What is asked
In the data design article below, what does a data domain correspond to in its cooking analogy?

Excerpt to read
'''
“Data is an asset” has become a familiar phrase, but treating data like an asset inside an organization is harder than it sounds. Data scatters across systems, the same field name carries different meanings in different teams, and nobody is quite sure who owns what. In an era where AI and machine learning sit at the center of most products, the quality of your data now determines the quality of your output.
To work with data well, an organization needs a shared language for how data is structured. This article walks through the foundation of that language: a three-layer model of data elements, data domains, and data products that forms the backbone of any usable data product architecture. The layers move from the smallest unit of meaning (element) to a managed grouping (domain) to a finished, reusable asset (product). Along the way, we cover the nine quality criteria for evaluating data, the limits of legacy pipelines, and how to identify which data deserves to become a product.
This piece is the first in a two-part series on data products and architecture. The second article covers the technology foundation — data lakes, lakehouses, data mesh, data fabric — that this design layer sits on top of.
The 3-Layer Data Design Model: Elements, Domains, and Products

Designing data well means answering a small set of questions before any pipeline is built.
- What use cases will the data serve?
- What data is already available?
- What does the organization need to start tracking?
- What risks does this data introduce, and what regulations apply to it?
Once those answers are clear, the data has to be organized. Three concepts do most of the structural work:
- Data element: the smallest unit of information that carries its own meaning. Examples: customer name, customer address, product name, transaction date.
- Data domain: a conceptual grouping of related elements. Domains are the unit used in data governance and data architecture work.
- Data product: a high-quality, ready-to-use data set that anyone in the organization can pull off the shelf. A data product is usually built from a subset of one or more domains.
A simple analogy: elements are ingredients, domains are the drawers you organize ingredients into, and products are the finished dishes you cook from several drawers. Each layer is covered in the sections that follow, starting with the element.
'''
Data
'''
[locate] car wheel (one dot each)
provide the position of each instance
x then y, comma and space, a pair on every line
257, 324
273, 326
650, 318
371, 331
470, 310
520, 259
'''
The result
The drawers you organize ingredients into.